Given exercise:
Reproduce the entries exactly.

Entries provided:
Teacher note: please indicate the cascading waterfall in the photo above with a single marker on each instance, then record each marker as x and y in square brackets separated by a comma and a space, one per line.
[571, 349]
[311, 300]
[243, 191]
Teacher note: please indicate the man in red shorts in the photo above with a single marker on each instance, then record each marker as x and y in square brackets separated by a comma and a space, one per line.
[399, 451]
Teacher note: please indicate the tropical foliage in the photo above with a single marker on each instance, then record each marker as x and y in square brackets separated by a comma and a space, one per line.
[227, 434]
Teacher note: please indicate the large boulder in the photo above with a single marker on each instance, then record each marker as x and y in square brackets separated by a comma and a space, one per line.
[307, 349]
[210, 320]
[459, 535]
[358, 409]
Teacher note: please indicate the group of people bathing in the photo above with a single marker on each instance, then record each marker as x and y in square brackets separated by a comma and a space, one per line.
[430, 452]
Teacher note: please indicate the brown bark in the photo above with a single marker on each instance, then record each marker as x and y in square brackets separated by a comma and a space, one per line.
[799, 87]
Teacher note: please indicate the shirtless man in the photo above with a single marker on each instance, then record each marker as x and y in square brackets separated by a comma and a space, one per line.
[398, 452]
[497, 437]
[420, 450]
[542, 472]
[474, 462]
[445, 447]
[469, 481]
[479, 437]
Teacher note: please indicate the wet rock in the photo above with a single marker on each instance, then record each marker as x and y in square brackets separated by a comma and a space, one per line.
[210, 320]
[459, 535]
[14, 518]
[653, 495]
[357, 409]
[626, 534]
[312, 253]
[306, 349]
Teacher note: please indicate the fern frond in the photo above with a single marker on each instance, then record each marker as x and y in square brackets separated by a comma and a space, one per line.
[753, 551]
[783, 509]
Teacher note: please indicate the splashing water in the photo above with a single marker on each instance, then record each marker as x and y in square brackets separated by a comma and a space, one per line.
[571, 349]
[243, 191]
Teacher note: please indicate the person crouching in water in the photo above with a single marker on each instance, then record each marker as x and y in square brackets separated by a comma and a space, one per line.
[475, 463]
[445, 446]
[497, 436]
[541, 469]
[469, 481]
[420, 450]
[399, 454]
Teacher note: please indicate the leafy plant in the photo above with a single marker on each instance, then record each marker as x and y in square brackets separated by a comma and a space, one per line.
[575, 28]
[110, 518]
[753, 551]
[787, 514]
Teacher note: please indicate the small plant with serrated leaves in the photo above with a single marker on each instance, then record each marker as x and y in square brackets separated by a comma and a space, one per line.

The completed task:
Teacher note: please indicate the cascading waterfall in the photo above with a single marker on each instance, then record each marker as x and y in square brackets separated by a comma and a space, one per line.
[571, 349]
[311, 300]
[243, 191]
Teacher note: please indicate the man in red shorts in the photo above with a single marker on each instance, then record each marker as x and y in square brackets separated by a comma and a space, one per line.
[399, 451]
Teacher note: please indicate the tropical foliage in the photo above with a single marker on each instance, then record each marker as x and y in square brackets separated by a comma and a space, one per line.
[227, 434]
Teacher note: please indicate the large boulder in the photo above with a single marker on each instance, then record each marker as x and y in square brackets separated by a comma and a space, one per line.
[307, 349]
[210, 320]
[459, 535]
[358, 409]
Teacher note: please indicate the group of people bathing in the photo above with a single marker on each instance, then record each marker as x and y in square brackets separated by a comma and a space, one per line.
[430, 452]
Teacher note: please indicate the brown bark in the photo above with a single marker on each instance, then record each marker as x and y in square brackets separated by a comma and a space, one per line.
[799, 87]
Teacher note: please indicate the shirtless man in the photo above with a single marker on each instance, then record each marker as x and y in square brackets separated by a comma and a space, one per line.
[398, 452]
[497, 437]
[420, 450]
[542, 472]
[474, 462]
[445, 447]
[469, 481]
[479, 437]
Teacher note: please indicate the wet rock in the photo above with a single marker on each instance, then record each marker as x and y in square brackets separated by a comma and a space, one per line.
[210, 320]
[459, 535]
[14, 518]
[653, 495]
[357, 409]
[626, 534]
[312, 253]
[306, 349]
Teacher note: please indicate the fern frond in the photo above with a single marker on each instance, then record each marker as x and y in square brackets separated by a comma and a space, one per line.
[753, 551]
[783, 509]
Teacher note: please indicate the splashing water in the photo above with a single marker on each instance, then record each marker as x and y in square brackets separated by a comma and a space, one per line.
[571, 349]
[243, 191]
Teacher note: please indicate the person crouching in water in the photo above with a single marker on each instance, then record each marker as x and y in square brackets separated by a comma and a space, one per line.
[475, 463]
[445, 446]
[497, 436]
[541, 469]
[469, 481]
[420, 450]
[399, 454]
Teacher note: please indicate the leafy plant in the photo above with a single marker on each instance, then record each marker as x and y in square brackets separated by a comma and a space, one per line.
[575, 28]
[110, 518]
[753, 551]
[787, 514]
Teacher note: please indicate the small plant with serrated leaves in the photo above with a single marker on each instance, then record each marker as x and y in square brackets separated by a comma and a space, one per line.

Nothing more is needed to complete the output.